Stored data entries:
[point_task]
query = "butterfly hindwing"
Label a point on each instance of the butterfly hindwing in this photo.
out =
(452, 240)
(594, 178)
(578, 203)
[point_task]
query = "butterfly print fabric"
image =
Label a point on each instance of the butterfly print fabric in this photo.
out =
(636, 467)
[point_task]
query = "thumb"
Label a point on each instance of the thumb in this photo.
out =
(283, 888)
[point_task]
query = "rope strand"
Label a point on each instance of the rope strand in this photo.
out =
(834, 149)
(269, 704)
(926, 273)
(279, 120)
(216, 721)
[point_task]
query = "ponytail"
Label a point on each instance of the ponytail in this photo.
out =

* _Given request_: Copy out every entry above word for word, with nothing changed or left out.

* _Written response_:
[point_task]
query = "butterfly hindwing"
Label a point on each instance of the butterfly hindwing in this photo.
out =
(452, 240)
(594, 178)
(578, 203)
[point_task]
query = "butterfly print fabric"
image =
Label a point on each instance of the butterfly print fabric in this photo.
out =
(636, 467)
[point_task]
query = "thumb"
Label a point on each instance of the thumb in this photo.
out =
(283, 888)
[point_task]
query = "rope strand"
Label a point on each instance of the rope strand in this photo.
out =
(834, 149)
(269, 704)
(926, 273)
(279, 120)
(216, 721)
[point_task]
query = "ponytail"
Label a point on each instance of the ponytail in this photo.
out =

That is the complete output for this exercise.